Written exercise 1
In the cross-strait relations news digest, why does the People First Party say the media distorted James Soong's Xinhua interview?
Written exercise 2
Name every political party mentioned in the cross-strait relations news digest.

Document extract
——

Cross-Strait Relations
PFP Says Media Distorted Soong's Xinhua Interview (2019-05-01)
(Taipei Times, By Chen Yun and Jake Chung) The People First Party (PFP) remarked that the media has distorted the interview of PFP Chairman James Soong with Xinhua. Soong was quoted as saying that "Taiwan is a part of China". PFP Secretary-General Lee Hung-chun clarified that when Soong mentioned "China", he was referring to the Republic of China (ROC) and Soong never supported Beijing's "one China, two countries" political formula for Taiwan. <Accessed 2019-05-02>

Taiwan Voices Support for Uyghurs in China (2019-05-02)
(The Diplomat, By Wen Lii) Taiwanese citizens have raised concerns over the treatment of Uyghurs in Xinjiang by the Chinese Communist Party, guessing that their treatment under CCP rule would be similar to that suffered by the Uyghur population currently. The Democratic Progressive Party (DPP) has voiced its support for the Uyghur population, claiming that it should be a point of bipartisan agreement in Taiwan. Taiwan has also made an effort to create a friendly and welcoming environment for religious minorities in the country, particularly for Muslims. <Accessed 2019-05-05>

China Could Use Force Against Taiwan in Push for Unification: Pentagon (2019-05-03)

——

Given records
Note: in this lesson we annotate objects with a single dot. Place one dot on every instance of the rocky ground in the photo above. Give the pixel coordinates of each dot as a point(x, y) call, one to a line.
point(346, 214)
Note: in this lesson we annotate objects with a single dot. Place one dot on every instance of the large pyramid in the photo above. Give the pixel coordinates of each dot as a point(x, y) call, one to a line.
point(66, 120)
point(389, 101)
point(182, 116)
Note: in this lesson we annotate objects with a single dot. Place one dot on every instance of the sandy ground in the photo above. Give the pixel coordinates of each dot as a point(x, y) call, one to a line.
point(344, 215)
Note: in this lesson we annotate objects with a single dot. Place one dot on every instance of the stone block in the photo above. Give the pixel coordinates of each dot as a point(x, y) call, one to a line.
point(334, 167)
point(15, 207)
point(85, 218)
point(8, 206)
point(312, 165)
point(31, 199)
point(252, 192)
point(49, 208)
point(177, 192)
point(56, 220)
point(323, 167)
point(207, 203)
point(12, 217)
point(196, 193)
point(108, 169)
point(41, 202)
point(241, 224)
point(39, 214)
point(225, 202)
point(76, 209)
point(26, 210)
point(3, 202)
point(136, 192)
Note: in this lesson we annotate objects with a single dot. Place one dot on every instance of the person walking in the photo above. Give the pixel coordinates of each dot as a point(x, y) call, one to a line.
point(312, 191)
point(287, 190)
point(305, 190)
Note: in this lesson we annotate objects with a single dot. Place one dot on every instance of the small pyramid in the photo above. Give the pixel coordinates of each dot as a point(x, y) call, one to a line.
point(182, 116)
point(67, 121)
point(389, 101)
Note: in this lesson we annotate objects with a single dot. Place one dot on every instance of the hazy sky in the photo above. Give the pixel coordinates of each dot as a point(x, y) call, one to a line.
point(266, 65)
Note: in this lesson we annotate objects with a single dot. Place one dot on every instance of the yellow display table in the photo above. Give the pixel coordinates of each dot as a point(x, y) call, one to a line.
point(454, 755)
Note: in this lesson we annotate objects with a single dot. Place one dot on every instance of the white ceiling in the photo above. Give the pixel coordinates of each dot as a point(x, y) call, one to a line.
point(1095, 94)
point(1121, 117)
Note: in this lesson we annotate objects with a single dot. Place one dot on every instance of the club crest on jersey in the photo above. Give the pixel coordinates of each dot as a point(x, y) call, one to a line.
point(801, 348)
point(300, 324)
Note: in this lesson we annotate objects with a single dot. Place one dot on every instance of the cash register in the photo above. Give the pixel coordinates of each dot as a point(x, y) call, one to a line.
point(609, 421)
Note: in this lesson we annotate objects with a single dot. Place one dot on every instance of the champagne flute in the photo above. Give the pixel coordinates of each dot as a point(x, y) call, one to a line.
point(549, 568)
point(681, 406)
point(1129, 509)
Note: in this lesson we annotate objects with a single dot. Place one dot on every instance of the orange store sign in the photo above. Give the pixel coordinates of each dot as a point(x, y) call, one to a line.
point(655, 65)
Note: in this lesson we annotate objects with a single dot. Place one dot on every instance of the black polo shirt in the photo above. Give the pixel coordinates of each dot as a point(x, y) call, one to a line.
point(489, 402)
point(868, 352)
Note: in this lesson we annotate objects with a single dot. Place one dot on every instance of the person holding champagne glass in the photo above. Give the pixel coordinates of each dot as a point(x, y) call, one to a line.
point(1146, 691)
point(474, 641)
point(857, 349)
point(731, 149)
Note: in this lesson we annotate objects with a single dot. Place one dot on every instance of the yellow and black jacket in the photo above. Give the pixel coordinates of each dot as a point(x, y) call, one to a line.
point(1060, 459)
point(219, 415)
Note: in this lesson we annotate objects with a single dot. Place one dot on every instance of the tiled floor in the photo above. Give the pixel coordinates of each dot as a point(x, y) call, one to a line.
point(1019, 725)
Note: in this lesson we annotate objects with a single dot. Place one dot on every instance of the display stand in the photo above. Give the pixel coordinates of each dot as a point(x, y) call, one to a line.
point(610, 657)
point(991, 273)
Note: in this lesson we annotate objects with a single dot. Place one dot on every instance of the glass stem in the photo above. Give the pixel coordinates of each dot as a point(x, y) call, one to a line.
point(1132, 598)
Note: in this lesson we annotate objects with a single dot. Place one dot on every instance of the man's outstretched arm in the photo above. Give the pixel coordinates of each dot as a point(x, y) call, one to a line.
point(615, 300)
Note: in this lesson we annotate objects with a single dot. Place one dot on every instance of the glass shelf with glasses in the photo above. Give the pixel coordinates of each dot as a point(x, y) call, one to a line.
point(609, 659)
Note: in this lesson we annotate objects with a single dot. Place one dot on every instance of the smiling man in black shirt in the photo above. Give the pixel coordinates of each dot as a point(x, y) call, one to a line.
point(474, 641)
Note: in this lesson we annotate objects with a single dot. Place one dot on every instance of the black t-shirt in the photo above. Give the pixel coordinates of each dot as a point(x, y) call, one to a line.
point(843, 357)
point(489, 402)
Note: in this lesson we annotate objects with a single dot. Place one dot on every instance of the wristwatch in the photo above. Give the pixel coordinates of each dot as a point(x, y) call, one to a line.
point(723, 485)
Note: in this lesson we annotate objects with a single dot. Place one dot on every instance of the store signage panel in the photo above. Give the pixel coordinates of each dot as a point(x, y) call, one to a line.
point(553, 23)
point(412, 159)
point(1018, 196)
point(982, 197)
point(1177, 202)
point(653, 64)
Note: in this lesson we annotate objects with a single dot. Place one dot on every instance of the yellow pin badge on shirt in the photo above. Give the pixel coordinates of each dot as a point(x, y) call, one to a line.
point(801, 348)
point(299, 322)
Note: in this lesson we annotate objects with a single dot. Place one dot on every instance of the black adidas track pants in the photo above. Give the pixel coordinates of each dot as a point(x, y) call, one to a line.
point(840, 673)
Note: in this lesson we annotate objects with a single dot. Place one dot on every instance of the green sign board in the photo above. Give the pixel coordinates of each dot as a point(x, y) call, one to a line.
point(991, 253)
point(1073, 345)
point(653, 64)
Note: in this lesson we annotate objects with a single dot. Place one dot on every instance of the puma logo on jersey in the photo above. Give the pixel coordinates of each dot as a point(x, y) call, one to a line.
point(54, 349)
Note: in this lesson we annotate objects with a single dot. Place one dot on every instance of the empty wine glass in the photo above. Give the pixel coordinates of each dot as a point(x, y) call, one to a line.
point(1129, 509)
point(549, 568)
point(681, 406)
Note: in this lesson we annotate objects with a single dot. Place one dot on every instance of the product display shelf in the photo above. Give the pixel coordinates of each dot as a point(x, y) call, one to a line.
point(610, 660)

——

Task response 1
Soong was quoted as saying that "Taiwan is a part of China," but the party's secretary-general, Lee Hung-chun, clarified that by "China" Soong meant the Republic of China (ROC). He added that Soong never supported Beijing's "one China, two countries" formula for Taiwan.

Task response 2
- People First Party (PFP)
- Democratic Progressive Party (DPP)
- Chinese Communist Party (CCP)